* [Material]
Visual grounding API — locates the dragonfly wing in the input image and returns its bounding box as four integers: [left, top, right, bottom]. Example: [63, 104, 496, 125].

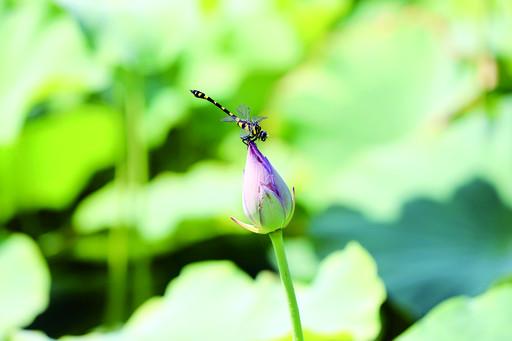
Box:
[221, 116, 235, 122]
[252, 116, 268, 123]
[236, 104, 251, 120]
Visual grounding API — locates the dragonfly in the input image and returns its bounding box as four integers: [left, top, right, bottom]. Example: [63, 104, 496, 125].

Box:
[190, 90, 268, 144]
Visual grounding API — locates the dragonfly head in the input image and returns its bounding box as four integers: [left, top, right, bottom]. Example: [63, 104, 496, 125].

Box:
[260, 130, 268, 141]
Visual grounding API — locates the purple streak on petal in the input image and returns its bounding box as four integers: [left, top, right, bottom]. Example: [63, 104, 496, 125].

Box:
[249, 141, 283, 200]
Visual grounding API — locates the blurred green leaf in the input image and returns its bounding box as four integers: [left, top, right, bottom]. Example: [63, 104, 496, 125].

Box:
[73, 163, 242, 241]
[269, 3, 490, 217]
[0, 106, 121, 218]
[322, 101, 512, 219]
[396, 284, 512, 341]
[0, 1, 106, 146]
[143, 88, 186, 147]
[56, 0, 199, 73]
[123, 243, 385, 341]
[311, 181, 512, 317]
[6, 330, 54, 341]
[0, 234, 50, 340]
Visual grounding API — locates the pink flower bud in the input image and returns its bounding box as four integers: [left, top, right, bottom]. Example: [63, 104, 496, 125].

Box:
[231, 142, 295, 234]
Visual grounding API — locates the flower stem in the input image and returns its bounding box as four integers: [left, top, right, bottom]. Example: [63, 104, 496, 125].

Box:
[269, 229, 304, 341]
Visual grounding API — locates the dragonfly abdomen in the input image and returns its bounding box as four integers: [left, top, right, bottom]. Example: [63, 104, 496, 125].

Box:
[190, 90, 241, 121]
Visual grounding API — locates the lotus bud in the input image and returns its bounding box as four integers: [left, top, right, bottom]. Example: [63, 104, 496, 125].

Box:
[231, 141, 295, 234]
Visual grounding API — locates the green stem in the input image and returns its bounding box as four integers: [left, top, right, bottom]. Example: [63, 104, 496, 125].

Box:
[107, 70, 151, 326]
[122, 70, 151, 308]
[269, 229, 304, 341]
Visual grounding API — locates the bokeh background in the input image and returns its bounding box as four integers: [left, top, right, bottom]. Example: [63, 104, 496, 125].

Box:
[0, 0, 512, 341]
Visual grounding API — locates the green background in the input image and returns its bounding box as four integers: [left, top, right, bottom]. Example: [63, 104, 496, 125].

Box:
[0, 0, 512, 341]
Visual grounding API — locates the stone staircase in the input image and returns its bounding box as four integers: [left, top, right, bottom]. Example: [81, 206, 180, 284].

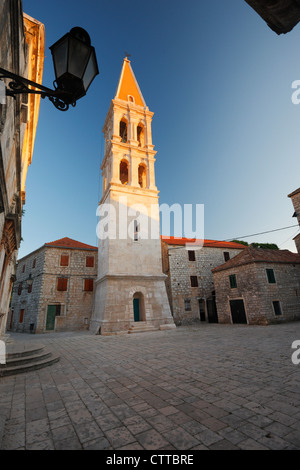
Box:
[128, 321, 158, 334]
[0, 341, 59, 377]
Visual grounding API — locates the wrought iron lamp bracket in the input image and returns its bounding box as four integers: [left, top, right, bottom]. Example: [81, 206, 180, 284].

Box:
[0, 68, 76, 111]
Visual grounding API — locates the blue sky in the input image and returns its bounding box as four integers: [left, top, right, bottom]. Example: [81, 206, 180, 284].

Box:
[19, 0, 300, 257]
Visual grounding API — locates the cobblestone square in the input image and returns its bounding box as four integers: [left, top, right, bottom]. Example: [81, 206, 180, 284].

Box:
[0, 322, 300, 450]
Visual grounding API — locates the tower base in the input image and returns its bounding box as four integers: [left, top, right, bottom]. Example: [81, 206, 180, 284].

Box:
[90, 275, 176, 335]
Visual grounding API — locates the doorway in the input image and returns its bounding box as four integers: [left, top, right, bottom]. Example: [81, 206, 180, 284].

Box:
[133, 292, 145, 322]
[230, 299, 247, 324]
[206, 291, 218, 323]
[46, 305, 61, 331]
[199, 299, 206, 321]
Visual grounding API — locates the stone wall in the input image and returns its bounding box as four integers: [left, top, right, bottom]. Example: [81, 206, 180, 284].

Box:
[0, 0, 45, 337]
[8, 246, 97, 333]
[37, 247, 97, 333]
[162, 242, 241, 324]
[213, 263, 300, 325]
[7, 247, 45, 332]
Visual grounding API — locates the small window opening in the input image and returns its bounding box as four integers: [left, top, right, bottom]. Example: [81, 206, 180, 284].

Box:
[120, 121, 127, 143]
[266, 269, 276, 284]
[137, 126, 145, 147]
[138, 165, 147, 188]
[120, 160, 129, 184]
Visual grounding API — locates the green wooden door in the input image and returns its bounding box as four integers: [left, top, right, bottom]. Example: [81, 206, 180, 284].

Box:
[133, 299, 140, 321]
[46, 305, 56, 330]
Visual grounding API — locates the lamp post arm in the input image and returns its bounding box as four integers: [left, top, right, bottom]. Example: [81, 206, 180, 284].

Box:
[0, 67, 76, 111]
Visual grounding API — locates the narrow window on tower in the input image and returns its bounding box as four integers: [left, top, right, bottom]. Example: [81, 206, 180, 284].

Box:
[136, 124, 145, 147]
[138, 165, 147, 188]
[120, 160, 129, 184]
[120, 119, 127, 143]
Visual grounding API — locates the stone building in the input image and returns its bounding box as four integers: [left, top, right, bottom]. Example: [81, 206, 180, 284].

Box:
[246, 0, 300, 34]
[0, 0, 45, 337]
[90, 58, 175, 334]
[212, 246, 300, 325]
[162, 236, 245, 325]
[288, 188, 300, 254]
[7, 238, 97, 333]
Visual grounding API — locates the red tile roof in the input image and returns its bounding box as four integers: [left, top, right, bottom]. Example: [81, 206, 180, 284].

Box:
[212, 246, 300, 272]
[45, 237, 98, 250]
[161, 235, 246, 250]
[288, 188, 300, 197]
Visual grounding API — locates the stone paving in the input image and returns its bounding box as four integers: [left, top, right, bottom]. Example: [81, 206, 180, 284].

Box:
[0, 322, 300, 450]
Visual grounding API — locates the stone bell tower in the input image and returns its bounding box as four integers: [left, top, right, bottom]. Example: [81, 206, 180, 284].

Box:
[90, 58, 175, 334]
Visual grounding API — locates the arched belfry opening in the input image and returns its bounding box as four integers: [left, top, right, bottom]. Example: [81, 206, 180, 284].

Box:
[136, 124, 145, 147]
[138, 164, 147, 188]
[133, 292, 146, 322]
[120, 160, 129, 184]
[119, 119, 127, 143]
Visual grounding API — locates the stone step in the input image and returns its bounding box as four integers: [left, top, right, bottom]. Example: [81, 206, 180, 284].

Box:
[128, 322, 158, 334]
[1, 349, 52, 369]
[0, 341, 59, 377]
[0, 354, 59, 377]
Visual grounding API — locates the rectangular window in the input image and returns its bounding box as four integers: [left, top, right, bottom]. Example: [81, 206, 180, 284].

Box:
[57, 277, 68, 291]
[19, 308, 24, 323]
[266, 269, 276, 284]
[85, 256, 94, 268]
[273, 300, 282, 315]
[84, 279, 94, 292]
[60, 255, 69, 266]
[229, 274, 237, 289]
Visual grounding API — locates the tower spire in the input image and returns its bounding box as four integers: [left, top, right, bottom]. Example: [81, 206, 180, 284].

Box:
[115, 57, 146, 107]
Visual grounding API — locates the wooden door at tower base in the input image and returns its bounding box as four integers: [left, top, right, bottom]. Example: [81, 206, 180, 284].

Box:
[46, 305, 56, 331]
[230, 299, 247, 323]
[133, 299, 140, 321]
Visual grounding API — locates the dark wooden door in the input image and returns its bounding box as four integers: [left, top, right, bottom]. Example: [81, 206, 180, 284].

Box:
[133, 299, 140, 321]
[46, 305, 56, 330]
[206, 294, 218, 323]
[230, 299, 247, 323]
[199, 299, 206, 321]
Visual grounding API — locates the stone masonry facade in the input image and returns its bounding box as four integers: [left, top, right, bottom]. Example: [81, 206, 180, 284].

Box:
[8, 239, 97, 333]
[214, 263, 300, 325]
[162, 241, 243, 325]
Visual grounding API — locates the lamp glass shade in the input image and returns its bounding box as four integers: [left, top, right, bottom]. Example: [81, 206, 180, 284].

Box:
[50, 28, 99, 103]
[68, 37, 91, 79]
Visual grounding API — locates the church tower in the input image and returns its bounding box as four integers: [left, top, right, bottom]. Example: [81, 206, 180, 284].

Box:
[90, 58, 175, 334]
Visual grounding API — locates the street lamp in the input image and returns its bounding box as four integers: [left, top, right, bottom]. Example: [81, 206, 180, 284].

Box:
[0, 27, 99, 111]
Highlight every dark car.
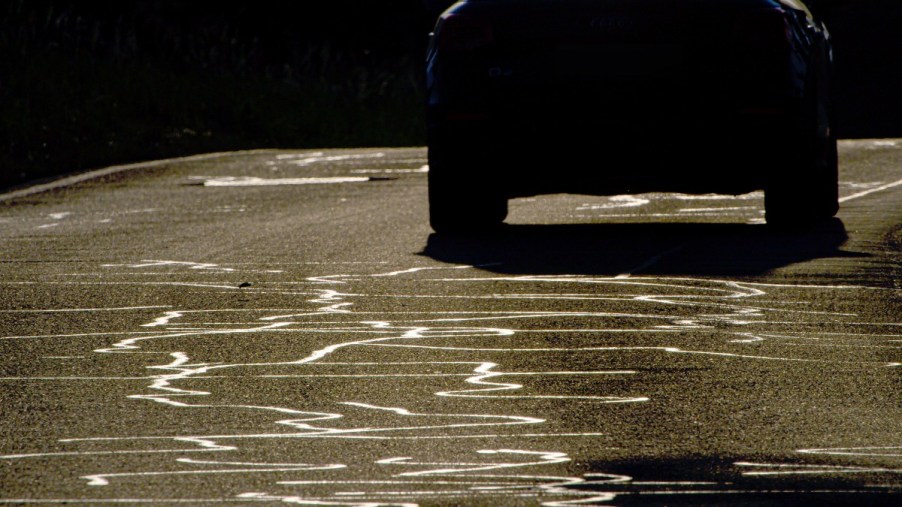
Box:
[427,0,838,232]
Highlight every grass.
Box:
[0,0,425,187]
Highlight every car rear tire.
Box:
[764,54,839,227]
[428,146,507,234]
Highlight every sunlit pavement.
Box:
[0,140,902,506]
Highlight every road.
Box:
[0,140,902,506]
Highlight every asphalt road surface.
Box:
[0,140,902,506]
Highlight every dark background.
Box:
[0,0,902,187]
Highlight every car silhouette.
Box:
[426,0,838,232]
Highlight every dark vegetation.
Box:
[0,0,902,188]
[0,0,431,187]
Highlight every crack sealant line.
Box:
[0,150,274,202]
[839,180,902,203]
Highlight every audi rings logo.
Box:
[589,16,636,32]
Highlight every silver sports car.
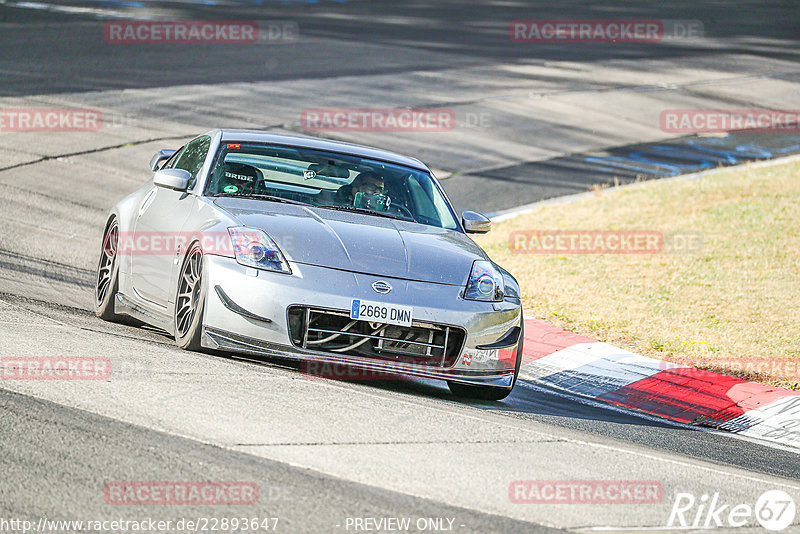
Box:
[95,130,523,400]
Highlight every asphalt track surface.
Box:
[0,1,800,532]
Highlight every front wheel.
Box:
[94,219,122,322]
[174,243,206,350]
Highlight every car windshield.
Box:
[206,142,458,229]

---

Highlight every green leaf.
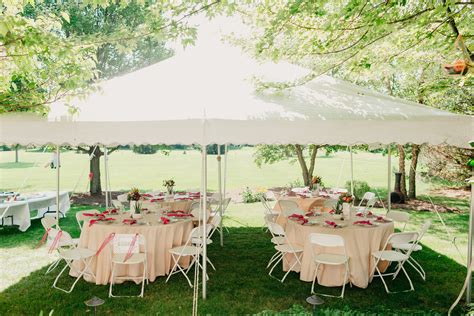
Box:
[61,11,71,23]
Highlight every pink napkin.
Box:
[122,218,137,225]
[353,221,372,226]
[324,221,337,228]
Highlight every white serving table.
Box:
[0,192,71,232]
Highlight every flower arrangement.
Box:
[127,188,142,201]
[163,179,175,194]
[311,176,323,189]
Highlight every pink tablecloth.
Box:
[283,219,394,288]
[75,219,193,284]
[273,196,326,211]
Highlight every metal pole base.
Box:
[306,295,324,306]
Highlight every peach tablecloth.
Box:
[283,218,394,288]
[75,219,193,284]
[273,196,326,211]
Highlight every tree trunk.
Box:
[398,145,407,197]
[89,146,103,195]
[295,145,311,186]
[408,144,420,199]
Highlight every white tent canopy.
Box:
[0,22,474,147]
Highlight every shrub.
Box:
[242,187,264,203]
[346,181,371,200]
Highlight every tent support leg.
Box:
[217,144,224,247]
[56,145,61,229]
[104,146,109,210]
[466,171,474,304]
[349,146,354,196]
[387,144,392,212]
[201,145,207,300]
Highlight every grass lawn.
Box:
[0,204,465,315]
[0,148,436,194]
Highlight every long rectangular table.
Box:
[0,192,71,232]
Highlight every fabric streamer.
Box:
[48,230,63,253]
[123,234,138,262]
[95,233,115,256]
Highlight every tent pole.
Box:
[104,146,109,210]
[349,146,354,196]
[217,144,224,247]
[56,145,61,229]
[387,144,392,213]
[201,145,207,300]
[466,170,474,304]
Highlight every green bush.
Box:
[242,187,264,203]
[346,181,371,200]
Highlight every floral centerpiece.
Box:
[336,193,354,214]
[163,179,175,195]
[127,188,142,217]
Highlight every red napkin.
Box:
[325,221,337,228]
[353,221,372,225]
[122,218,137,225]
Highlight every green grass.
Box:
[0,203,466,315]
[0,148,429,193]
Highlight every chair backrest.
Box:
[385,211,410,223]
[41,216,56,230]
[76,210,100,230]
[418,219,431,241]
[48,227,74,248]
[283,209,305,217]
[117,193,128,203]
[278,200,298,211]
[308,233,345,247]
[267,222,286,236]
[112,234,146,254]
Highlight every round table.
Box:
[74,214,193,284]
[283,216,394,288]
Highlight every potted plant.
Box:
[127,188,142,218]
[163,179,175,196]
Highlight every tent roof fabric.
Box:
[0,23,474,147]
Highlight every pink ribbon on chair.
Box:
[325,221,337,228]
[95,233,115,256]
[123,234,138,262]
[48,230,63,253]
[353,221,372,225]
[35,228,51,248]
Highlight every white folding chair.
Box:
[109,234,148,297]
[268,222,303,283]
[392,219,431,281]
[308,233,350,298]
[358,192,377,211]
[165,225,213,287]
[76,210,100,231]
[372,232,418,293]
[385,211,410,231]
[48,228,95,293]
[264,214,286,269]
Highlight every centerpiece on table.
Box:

* [What you are asked to do] Pull out every line of the rows above that contains the word "asphalt", and copy each one in full.

* [Solved problem]
Highlight every asphalt road surface.
Highlight every asphalt track surface.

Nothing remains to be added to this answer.